Exercise aim: Copy every line of the records below word for word, and leave the pictures out of your answer.

Start

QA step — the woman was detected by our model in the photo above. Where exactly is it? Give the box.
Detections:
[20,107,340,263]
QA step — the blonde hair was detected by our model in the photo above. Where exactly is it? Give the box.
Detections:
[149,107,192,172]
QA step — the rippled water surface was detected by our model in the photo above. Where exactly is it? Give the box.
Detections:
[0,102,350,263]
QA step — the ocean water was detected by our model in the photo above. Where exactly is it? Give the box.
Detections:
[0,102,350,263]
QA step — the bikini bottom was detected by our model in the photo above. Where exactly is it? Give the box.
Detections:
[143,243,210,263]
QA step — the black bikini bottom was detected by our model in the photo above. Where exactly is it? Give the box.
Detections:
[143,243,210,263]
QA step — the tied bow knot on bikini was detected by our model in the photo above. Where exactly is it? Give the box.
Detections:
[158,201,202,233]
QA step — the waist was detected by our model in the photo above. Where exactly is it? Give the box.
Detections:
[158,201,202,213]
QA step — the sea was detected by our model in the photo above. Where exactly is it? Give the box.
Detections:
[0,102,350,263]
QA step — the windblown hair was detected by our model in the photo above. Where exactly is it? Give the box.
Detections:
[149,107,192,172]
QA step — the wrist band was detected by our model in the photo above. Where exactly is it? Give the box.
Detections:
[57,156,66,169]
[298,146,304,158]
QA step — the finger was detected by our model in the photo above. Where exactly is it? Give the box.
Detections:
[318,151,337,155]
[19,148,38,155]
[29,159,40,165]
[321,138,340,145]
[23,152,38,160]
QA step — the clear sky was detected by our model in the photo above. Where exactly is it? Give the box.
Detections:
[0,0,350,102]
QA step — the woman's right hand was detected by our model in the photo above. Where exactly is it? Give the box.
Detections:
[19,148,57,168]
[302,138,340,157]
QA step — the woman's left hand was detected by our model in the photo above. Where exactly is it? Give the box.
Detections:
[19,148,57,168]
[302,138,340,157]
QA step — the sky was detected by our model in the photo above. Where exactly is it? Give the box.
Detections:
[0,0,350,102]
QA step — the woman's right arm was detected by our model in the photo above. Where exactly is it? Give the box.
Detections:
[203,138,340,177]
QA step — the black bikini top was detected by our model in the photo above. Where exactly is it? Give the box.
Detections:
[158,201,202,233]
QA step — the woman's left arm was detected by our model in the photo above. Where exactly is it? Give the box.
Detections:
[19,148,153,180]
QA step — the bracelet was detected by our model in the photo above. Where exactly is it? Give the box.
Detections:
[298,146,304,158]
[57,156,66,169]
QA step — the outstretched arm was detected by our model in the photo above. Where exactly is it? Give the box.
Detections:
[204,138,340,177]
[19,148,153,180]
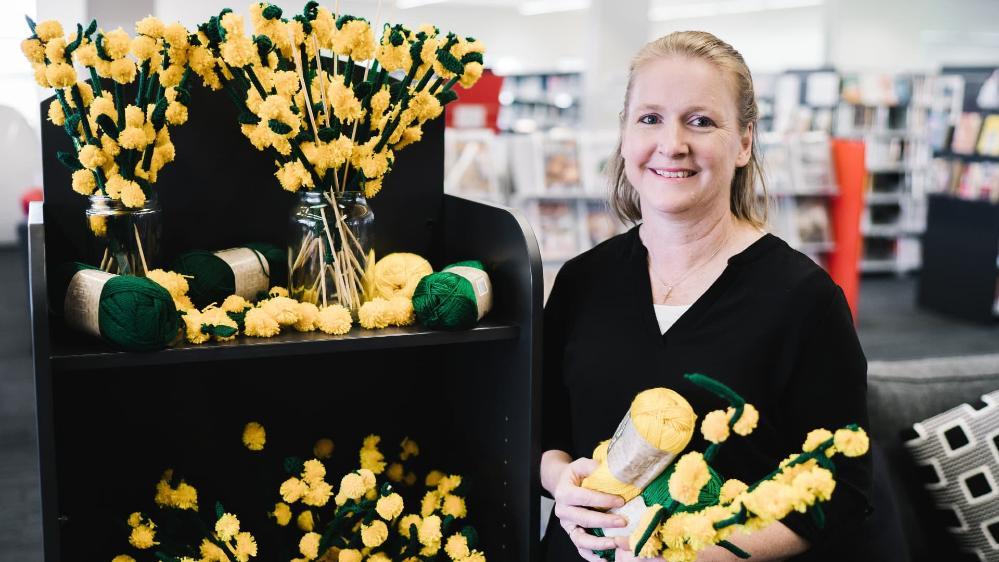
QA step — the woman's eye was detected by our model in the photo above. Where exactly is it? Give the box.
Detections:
[690,115,715,127]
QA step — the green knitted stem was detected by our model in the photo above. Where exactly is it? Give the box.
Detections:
[683,373,746,408]
[173,244,288,308]
[413,271,479,330]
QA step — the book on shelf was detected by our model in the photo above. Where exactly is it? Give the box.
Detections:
[528,200,580,261]
[444,129,505,203]
[976,113,999,156]
[950,112,982,155]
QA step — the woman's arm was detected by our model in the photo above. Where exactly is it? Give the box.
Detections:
[541,450,627,562]
[614,521,809,562]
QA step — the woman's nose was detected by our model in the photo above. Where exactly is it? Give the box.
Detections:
[656,125,690,158]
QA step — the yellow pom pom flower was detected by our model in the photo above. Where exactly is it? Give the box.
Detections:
[701,410,729,443]
[337,548,364,562]
[801,428,833,453]
[361,519,388,548]
[278,476,309,504]
[45,62,76,88]
[441,494,468,519]
[215,513,239,541]
[243,308,281,338]
[833,428,871,457]
[243,422,267,451]
[73,170,97,195]
[271,502,291,527]
[128,522,160,550]
[317,304,353,336]
[669,452,711,505]
[375,492,403,521]
[295,510,316,533]
[298,533,322,560]
[728,404,760,437]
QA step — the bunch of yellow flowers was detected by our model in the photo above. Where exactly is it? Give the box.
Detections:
[21,16,192,208]
[191,2,485,197]
[612,375,869,562]
[270,435,486,562]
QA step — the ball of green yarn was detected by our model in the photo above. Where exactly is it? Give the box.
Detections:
[413,261,482,330]
[173,244,288,308]
[51,263,180,351]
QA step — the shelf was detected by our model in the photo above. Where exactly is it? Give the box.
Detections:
[933,151,999,164]
[860,225,921,238]
[50,322,520,371]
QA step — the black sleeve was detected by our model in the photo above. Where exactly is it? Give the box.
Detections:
[782,285,871,549]
[541,264,578,453]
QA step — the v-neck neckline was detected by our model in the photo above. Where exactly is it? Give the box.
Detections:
[630,225,780,344]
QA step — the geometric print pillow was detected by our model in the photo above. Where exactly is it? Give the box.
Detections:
[904,390,999,562]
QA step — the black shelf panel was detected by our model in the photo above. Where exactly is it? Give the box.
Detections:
[933,151,999,164]
[50,321,520,372]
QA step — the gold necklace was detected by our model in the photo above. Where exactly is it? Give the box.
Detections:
[647,233,731,304]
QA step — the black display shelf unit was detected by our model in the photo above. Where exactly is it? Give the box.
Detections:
[28,76,543,562]
[917,194,999,324]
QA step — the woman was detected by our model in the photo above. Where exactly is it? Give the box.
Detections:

End

Exercise solution:
QA step — the woman was detected by our model in the photo above. Where exactly is it? Give the box.
Detections:
[20,107,340,263]
QA step — the blonde hair was detected by our model in the photo above. Where exactly is it? Give the box.
Detections:
[149,107,192,172]
QA step — the rippled water surface was detected by our model in the photo above. Where exactly is it? Give the box.
Detections:
[0,102,350,263]
QA step — the ocean water was detected by our model in the photo above. Where exactly is it? Give the box.
Detections:
[0,102,350,263]
QA step — the bikini bottom was detected by our model in the photo above. Where exactly is it? Give the box.
Detections:
[143,243,210,263]
QA step — the black bikini bottom was detected by our model in the photo above. Where exactly is it? Give the box.
Detections:
[143,243,210,263]
QA step — the tied bow knot on bikini was detected by our model in the photo above. Where exactly is it? Give the box.
Detections:
[158,201,202,233]
QA step — the waist was detected by our model in the photo above. Where exactly is it? Give the box.
Detections:
[158,201,202,213]
QA step — the sea was detected by our model in the photo above. Where exactly is it? Give the box.
Detections:
[0,102,350,263]
QA step — the windblown hair was detected by our model in the photo above. Where exactly is it? Give the box.
Detections:
[149,107,192,172]
QA step — the wrist band was detected by our model in the photo above. Where exactly is it? Give the box.
Detections:
[57,156,66,169]
[298,146,304,158]
QA step — the finger was detected by our model in the photo above. Where exactly is it? Give the box.
Detections:
[318,151,337,155]
[19,148,38,155]
[29,159,40,165]
[321,138,340,145]
[23,152,38,160]
QA step — the clear sky was detected by our model in the photo above. Where exactly is it? Give the box.
Detections:
[0,0,350,102]
QA step — the woman's right hand was detected by our model in the photo above. Where exactly is it? Give the box.
Detections:
[19,148,57,168]
[302,138,340,157]
QA step — the woman's left hand was detected by our model in the photo above. Where exactly is it? Give the box.
Detections:
[19,148,57,168]
[302,138,340,157]
QA step — the sky was detected by our model in the photo above. Where exactly is it? Give the box.
Detections:
[0,0,350,102]
QA step — the woman's right arm was detected by our model in the photo above. Where exactly is it? Give the box.
Detections:
[203,138,340,177]
QA step — the black bikini top was detected by our model in the photo above. Where exactly is it? Give the box.
Detections:
[158,201,202,233]
QA step — the woman's left arm was detected by our model in the photo above. Where exactly is it? Give the box.
Detections:
[19,148,153,180]
QA step — the bracelet was detected by our model in the photo above. Where exactly is it? Give the box.
Detections:
[298,146,304,158]
[57,156,66,169]
QA step — the outstretched arm was detected by our model in the photo above. Where exactly is it? Give the box.
Detections:
[204,138,340,177]
[19,148,153,180]
QA step — the woman's eye was detected by our model in the photo above. Where exactly is it? Give the box.
Detections:
[690,115,715,127]
QA step — the green knitted stem was detected by our model in the photo above. Where exactly is it? Give the box.
Detections:
[683,373,746,408]
[173,244,288,308]
[413,271,479,330]
QA step — the book on shelf was detected by our model in the photo above. Where exactly is it? Give the box.
Detections:
[528,200,580,261]
[444,129,505,203]
[976,113,999,156]
[950,112,982,155]
QA step — the woman's arm was detected by our model in the photo above. Where exactly is it? Give the box.
Detections:
[541,450,627,562]
[614,521,809,562]
QA step — the woman's nose was detected by our model in the photo above. Where exactly is it? Give the box.
Detections:
[656,125,690,158]
QA step — the yellow pom pom flower was detected by our model in the photo above. Where exactly is it? Give the box.
Detections:
[701,410,729,443]
[337,548,364,562]
[801,428,833,453]
[361,519,388,548]
[278,476,309,504]
[45,62,76,88]
[441,494,468,519]
[215,513,239,541]
[243,308,281,338]
[833,428,871,457]
[243,422,267,451]
[73,170,97,195]
[271,502,291,527]
[128,522,160,550]
[317,304,353,336]
[669,452,711,505]
[375,492,403,521]
[295,510,316,533]
[298,533,322,560]
[728,404,760,437]
QA step — the bunch of yellow flowers was detected by our model in the photo above. Where exactly is it? Give the box.
Detections:
[21,16,192,208]
[191,2,485,197]
[612,375,869,562]
[270,435,486,562]
QA step — the ball of green yarn was detected by our model in the photo above. Where exactly is it? Give the box.
Detections:
[413,261,482,330]
[173,244,288,308]
[51,263,180,351]
QA step — the shelf was detected by our model in the photo above. Where exactly is it? Give the box.
Detections:
[933,151,999,164]
[860,225,921,238]
[50,322,520,371]
QA step — the black sleeve was detected by our model in the photo above. Where exactly is it? Give the box.
Detections:
[782,285,871,549]
[541,264,578,453]
QA step — the v-neck neckline was detected by our model in the photo above. Where exactly is it? Give the box.
Detections:
[630,225,780,344]
QA step — the geometric print pillow was detected by our model in the photo above. Where exactly is it? Give the box.
Detections:
[904,390,999,562]
QA step — the black shelf panel was detected by our model in the photo above. Where exactly is it? Give the box.
Detections:
[933,151,999,164]
[50,321,520,372]
QA step — the gold necklace was detected by our model in the photo above. Where exactly is it? Give the box.
Detections:
[647,233,731,304]
QA step — the black display shelf unit was detected by our model in the photo above. Where exactly is it? Give the box.
Detections:
[28,76,543,562]
[917,194,999,324]
QA step — the woman was detected by our model in the photo above. Where exactly is it? Give the box.
Detections:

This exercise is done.